● What is asked
Leave out the images and repeat the listing below without a single change.

Records contained in a dataset
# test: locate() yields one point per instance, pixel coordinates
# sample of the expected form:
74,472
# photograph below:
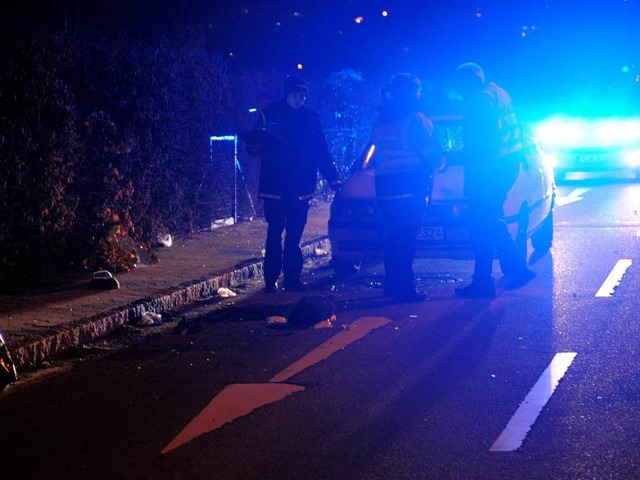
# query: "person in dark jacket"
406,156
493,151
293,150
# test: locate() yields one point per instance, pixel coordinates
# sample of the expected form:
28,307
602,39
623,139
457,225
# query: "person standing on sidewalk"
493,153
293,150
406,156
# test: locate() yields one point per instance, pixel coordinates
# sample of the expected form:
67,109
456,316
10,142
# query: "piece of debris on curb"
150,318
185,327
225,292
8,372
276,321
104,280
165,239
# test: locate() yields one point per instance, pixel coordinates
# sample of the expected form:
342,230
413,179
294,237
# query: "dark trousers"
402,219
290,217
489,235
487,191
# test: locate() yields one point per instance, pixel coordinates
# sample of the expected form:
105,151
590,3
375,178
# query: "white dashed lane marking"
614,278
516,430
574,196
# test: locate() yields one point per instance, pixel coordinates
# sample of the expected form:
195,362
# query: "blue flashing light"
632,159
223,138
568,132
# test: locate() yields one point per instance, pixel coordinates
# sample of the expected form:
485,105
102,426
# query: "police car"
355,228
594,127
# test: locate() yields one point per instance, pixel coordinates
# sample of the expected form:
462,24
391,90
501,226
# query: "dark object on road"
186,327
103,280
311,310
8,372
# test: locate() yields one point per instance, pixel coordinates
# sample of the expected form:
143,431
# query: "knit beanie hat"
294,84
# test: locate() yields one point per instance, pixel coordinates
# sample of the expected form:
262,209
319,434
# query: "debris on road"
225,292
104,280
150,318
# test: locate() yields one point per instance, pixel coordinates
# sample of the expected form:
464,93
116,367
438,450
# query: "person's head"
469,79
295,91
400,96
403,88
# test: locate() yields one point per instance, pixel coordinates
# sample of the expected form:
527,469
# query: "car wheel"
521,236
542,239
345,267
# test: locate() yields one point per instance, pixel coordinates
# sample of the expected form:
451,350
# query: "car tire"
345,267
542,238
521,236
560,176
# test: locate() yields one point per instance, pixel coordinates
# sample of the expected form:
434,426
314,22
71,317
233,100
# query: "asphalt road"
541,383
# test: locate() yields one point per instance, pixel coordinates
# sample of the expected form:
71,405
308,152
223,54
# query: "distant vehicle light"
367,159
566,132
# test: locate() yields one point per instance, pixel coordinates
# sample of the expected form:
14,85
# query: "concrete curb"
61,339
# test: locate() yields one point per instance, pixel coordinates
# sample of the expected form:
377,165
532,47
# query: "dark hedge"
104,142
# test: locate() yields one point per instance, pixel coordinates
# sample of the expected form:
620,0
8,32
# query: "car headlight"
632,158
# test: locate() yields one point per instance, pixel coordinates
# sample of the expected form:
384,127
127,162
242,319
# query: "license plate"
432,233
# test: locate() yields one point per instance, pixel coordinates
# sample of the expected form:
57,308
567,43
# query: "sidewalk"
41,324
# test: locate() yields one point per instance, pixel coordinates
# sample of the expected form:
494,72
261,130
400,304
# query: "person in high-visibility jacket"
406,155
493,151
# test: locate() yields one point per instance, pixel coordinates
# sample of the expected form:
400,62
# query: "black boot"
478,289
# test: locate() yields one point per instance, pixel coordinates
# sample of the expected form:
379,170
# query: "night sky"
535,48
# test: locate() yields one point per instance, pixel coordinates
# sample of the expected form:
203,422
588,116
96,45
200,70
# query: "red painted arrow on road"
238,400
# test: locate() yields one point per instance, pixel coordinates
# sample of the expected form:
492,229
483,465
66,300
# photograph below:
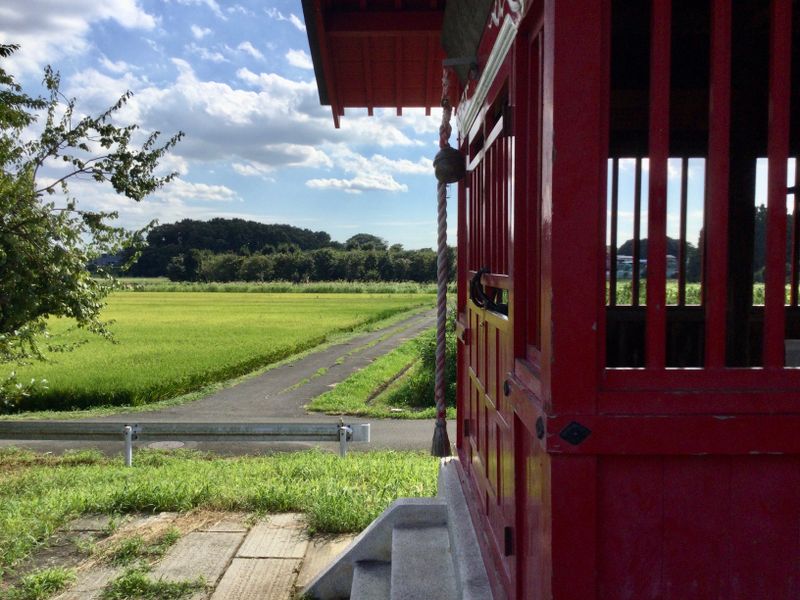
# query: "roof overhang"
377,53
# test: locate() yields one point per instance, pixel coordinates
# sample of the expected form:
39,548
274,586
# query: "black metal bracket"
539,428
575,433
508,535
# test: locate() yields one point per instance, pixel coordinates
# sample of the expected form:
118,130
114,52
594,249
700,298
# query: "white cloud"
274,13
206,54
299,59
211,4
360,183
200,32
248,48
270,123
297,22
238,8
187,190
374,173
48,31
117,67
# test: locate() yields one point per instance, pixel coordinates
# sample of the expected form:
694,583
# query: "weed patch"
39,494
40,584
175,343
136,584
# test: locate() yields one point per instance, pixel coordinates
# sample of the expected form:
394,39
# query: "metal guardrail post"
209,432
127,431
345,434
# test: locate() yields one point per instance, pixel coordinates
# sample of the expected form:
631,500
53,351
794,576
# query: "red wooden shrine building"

● Complete answer
# test: locate() yields one point per instance, pixel coordinates
# sample of the expected form:
74,472
# photograph below:
# query: "person in dark jacket"
406,156
493,151
293,150
# test: locate() yields one point per instance, pixel coordinates
# sample of the expected form:
28,307
602,39
623,139
457,225
# query: "person standing on sidewalk"
493,153
293,150
406,156
# test: locate() yields one point per instance, pixel coordinates
# sample of the expected form:
67,109
456,316
10,142
# query: "piece of debris on curb"
150,318
185,327
225,292
8,372
276,321
104,280
165,239
# test: locate() yields one point per instance, pixel coordinates
# sample of the expected form:
342,230
413,179
294,237
# query: "dark trousers"
402,219
290,217
489,235
487,191
# test: locate() yields one point per instance, pixel coordinates
# sample of the expected form:
105,151
590,3
375,178
# query: "white dashed lane marking"
614,278
516,430
574,196
# test: locate() yields one point per instance, pixel coordinates
# sample of the expected form:
195,362
# query: "blue flashing light"
632,159
223,138
568,132
# test: locate() yields one point per instance, pixel coordinates
# sample of the expected form:
485,105
102,426
# query: "police car"
355,228
594,127
# test: locate() yields one point per instance, pixel coordinates
# sample of the expected form:
462,24
391,90
501,226
# query: "dark object on road"
186,327
103,280
311,310
8,372
# test: locate() yields one point per instance, pixel coordinates
# sample of the expected form:
143,431
# query: "knit beanie hat"
294,84
# test: locate() yields one point per instance, pixel coordinates
# sample of the expected form:
262,209
319,434
# query: "debris on road"
225,292
104,280
150,318
# test: locate() yields one point per instance, pixel coordinates
# sample of the expected form:
464,93
116,367
438,450
# query: "person's head"
469,79
295,91
400,96
403,88
# test: locate() yields one point per instance, pixel coordinates
# sample of the expected form:
527,469
# query: "car wheel"
521,236
542,239
345,267
# test: locate() yields one point per instance, pixel coordinates
# sample of the expected form:
451,350
# query: "car tire"
345,267
542,238
521,236
560,176
# test: locate() yields one point per instance, pixel coordinates
# sample of the expected form:
434,426
314,22
71,317
233,100
# query: "asphalt road"
541,383
# test: locate() yields one point per instance, pixel coordinates
# sample of the expected form:
71,405
308,152
223,54
# query: "distant vehicle light"
367,159
566,132
# test: locate() yields one point per instance, pixel coordinates
# sample of the expected form:
14,85
# query: "concrete curb"
61,339
# test: locate() yields one point per instance, pixel coordinates
# sample of the expected form:
377,165
532,47
# query: "dark hedge"
104,142
# test: locate() yields one point per instance, pixel coordinates
# sample of the expected form:
620,0
8,32
# query: "car headlight"
632,158
# test: locate() yields one point per instance, pixel coordinates
# sample of the expected form:
384,127
127,162
242,319
# query: "license plate"
432,233
# test: locate() yields one point per instance, pixel coordinates
# sample of the expected form:
57,308
567,43
# query: "sidewalk"
41,324
# test: locate() yields one point per instance, pixel coordinates
# sample of the expected form:
494,72
261,130
400,304
# query: "person in high-visibility jacket"
406,155
493,151
# test: locate() yields one point per instance, pixel coordinates
# sample of the expected form:
400,62
# query: "black boot"
478,289
# test: locate() yields one point per instance, pixel coordinates
# sample of the expected form:
379,170
# query: "night sky"
535,48
# test: locate() yields one point per instance, pixel coordinates
# sample of the expected form:
203,422
588,116
96,45
200,70
# query: "red painted arrow on road"
238,400
# test: locate() yields one point per instance, pixel coordinates
# sample of the expected form:
492,229
483,465
66,300
# photograph below:
# query: "roof overhang"
377,53
# test: locate() yields one point per instance, pixel coordinates
# sample of the expected form:
39,548
274,586
# query: "black metal bracket"
539,428
575,433
508,535
# test: locate() yields one point per instance, pixel coordinates
# sample of the expected form:
118,130
114,52
594,249
700,298
# query: "white cloud"
274,13
206,54
299,59
211,4
360,183
200,32
248,48
270,123
297,22
238,8
187,190
374,173
48,31
117,67
# test: locate() yields one point per instance, pixel coordinates
# sample of the expected form:
694,583
# query: "weed patch"
39,494
40,584
175,343
136,584
# test: locate() yields one point per instance, pixel coordinates
# sample of the expected form:
394,39
# query: "metal guardrail post"
209,432
127,431
345,434
# test: locate() yields one point per instance, pixel coordinates
# sample of the expected form:
631,500
53,351
794,576
# query: "red wooden shrine building"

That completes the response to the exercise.